>> BEGIN DATA FOR THE TASK

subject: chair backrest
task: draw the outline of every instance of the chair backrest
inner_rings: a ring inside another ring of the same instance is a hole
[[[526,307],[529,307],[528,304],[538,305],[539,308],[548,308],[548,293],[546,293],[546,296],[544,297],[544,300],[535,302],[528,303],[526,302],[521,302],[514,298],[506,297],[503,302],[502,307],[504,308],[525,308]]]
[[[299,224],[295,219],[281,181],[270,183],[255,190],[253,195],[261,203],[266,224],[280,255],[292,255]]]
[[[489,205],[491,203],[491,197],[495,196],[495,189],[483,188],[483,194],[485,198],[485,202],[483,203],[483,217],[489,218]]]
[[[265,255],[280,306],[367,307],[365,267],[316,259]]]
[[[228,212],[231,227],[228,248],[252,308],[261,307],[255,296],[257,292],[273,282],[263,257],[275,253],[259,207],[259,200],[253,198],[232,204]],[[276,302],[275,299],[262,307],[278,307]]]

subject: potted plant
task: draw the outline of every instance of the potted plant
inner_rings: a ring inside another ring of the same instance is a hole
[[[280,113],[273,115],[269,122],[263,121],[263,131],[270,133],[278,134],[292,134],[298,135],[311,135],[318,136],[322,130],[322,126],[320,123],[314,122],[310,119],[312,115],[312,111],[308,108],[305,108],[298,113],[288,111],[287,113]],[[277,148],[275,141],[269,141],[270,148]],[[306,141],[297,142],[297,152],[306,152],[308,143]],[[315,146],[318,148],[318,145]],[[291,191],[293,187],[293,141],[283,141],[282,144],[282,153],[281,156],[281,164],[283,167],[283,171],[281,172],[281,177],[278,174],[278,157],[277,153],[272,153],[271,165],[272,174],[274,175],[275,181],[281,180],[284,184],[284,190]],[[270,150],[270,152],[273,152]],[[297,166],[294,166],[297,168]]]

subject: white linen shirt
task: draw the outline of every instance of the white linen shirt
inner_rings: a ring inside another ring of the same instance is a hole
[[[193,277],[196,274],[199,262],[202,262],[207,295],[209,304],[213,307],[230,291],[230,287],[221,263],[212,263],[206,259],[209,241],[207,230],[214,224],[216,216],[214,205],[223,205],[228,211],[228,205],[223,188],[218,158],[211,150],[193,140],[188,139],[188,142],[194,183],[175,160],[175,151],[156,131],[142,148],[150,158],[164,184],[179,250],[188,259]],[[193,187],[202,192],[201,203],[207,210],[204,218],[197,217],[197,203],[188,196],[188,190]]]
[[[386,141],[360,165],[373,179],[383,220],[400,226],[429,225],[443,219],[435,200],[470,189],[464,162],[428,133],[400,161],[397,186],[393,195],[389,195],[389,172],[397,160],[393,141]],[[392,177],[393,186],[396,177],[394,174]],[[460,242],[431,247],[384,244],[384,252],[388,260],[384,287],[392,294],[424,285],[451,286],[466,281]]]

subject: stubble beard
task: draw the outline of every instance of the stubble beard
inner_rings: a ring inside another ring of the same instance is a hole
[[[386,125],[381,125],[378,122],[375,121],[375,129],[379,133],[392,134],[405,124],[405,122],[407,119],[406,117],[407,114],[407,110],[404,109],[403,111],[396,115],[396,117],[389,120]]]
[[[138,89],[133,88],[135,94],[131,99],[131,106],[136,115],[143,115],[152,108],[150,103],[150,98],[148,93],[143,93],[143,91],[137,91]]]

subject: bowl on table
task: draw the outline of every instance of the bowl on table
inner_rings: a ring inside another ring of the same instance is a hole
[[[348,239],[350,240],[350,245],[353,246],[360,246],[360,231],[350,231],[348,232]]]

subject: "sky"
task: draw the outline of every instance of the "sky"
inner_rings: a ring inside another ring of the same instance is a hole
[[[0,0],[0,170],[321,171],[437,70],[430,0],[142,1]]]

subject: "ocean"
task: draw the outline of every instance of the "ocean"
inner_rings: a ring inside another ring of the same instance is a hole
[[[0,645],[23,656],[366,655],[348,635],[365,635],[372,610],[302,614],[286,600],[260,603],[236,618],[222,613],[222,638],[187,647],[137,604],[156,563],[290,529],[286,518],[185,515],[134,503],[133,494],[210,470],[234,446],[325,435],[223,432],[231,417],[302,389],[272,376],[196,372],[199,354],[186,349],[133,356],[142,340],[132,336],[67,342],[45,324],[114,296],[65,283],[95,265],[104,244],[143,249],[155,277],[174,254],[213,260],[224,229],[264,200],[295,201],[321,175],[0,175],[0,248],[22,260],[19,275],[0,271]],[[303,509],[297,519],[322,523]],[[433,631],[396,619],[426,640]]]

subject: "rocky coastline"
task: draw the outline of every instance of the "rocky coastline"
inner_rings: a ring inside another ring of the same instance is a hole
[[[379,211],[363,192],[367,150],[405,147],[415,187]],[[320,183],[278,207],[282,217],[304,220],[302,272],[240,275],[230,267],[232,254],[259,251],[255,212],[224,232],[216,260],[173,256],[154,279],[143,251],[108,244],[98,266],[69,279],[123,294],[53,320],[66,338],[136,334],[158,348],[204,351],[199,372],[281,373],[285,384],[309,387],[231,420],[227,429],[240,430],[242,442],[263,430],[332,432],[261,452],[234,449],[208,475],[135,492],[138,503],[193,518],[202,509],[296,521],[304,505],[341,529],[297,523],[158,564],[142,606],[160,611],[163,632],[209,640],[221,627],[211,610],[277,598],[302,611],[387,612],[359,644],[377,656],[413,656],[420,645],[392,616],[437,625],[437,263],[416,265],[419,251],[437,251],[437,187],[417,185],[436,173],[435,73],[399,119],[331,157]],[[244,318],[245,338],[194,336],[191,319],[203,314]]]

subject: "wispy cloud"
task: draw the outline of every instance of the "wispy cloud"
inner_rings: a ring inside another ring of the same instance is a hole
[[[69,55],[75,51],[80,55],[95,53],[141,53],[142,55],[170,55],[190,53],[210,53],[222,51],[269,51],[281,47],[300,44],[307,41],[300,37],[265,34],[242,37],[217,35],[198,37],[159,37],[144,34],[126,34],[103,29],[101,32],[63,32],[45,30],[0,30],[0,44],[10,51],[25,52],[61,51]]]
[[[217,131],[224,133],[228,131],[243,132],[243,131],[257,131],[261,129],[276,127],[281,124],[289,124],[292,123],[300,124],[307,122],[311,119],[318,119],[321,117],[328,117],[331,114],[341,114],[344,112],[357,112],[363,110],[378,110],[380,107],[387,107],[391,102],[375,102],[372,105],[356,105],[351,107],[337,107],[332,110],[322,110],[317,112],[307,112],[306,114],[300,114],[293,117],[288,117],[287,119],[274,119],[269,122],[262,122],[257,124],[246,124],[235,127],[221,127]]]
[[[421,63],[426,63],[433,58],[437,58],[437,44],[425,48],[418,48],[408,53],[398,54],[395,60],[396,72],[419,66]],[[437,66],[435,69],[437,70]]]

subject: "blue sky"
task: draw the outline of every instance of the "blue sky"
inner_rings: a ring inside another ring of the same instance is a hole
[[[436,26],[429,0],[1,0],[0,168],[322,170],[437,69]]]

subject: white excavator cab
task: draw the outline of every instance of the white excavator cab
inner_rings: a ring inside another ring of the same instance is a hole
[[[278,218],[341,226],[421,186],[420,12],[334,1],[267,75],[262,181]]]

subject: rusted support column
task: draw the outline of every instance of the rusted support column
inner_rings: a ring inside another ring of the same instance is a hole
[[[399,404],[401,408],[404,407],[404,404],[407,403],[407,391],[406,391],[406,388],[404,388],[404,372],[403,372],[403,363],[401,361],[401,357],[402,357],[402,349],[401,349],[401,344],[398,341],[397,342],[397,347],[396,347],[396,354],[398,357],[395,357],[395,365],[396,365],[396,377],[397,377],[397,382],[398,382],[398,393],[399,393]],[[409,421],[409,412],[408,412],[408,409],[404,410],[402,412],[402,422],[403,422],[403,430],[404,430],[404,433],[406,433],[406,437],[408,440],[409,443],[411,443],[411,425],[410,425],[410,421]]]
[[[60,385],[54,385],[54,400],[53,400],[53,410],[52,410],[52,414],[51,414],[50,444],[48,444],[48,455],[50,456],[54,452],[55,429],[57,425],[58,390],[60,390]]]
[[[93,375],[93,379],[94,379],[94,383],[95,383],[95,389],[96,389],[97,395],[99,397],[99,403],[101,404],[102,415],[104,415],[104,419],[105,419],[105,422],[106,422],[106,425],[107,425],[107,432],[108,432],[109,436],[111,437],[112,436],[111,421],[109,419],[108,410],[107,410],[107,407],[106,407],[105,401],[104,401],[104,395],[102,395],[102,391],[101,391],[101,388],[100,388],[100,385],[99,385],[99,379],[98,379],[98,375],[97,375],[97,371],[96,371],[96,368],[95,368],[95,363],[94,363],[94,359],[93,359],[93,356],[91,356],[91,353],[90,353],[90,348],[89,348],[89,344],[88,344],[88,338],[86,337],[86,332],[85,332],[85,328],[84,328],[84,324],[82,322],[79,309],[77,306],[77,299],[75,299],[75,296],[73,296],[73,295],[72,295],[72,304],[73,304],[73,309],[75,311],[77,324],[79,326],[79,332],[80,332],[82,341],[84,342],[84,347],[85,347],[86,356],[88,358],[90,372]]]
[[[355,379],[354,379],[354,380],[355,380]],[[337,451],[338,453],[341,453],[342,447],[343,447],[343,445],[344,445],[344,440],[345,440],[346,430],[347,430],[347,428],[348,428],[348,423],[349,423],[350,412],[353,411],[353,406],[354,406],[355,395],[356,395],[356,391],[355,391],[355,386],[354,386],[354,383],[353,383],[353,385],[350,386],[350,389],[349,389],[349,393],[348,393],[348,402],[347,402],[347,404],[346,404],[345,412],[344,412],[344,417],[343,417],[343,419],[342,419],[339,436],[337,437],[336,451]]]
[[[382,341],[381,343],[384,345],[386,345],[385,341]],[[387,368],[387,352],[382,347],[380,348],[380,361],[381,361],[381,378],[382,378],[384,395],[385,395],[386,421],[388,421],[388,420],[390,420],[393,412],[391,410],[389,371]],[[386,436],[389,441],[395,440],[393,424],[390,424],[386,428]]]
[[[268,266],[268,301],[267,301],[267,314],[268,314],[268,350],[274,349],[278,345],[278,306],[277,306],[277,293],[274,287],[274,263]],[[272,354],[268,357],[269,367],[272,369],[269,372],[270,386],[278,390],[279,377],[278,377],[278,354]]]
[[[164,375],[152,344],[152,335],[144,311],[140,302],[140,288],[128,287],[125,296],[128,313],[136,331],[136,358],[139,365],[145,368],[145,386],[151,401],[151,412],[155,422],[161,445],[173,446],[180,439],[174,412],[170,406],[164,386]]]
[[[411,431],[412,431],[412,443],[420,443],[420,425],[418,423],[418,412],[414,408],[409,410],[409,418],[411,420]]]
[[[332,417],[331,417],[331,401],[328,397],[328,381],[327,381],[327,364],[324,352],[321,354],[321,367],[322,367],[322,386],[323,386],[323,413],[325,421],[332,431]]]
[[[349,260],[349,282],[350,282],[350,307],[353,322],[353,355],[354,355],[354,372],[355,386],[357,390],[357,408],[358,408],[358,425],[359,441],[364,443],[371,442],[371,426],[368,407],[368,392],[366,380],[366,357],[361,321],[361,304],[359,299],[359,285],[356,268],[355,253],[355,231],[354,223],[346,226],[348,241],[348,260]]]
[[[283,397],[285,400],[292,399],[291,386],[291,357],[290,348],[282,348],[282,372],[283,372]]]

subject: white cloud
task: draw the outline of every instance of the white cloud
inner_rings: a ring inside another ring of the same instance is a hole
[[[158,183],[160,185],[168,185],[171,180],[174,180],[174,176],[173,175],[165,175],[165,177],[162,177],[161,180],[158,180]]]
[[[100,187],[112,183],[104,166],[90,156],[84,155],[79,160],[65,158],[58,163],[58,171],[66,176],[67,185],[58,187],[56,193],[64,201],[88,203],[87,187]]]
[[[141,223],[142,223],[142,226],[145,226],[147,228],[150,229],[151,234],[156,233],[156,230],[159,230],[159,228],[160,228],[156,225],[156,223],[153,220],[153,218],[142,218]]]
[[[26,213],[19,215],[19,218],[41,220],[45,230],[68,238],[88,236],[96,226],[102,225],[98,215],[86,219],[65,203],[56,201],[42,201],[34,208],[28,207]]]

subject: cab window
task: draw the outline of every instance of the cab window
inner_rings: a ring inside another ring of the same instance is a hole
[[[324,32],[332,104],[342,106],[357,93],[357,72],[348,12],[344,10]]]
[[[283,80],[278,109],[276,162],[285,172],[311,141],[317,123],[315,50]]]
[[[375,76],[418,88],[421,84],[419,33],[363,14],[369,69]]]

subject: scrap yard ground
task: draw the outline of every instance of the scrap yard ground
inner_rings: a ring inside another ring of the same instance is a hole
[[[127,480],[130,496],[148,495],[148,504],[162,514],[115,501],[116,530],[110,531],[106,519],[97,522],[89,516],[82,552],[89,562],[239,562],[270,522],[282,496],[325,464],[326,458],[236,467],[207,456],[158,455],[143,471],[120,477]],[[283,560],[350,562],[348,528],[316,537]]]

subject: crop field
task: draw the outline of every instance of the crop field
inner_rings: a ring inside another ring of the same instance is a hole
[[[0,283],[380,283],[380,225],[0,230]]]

>> END DATA FOR THE TASK

- PROBLEM REQUIREMENTS -
All lines from the one containing "subject: scrap yard ground" through the final line of the listing above are to be reproduced exactly; include both and add nothing.

- SOLVED PROBLEM -
subject: scrap yard ground
task: draw the outline of every instance of the scrap yard ground
inner_rings: a ring inside another ring of the same instance is a hole
[[[127,480],[130,496],[148,495],[148,504],[162,514],[115,501],[116,530],[110,531],[106,519],[97,522],[89,516],[82,552],[89,562],[239,562],[270,522],[282,496],[325,464],[326,458],[236,467],[207,456],[158,455],[143,471],[120,477]],[[283,560],[350,562],[348,528],[316,537]]]

subject: crop field
task: draw the outline of every instance of the crop field
inner_rings: a ring inside another ring of the same instance is a hole
[[[0,283],[380,283],[380,225],[0,230]]]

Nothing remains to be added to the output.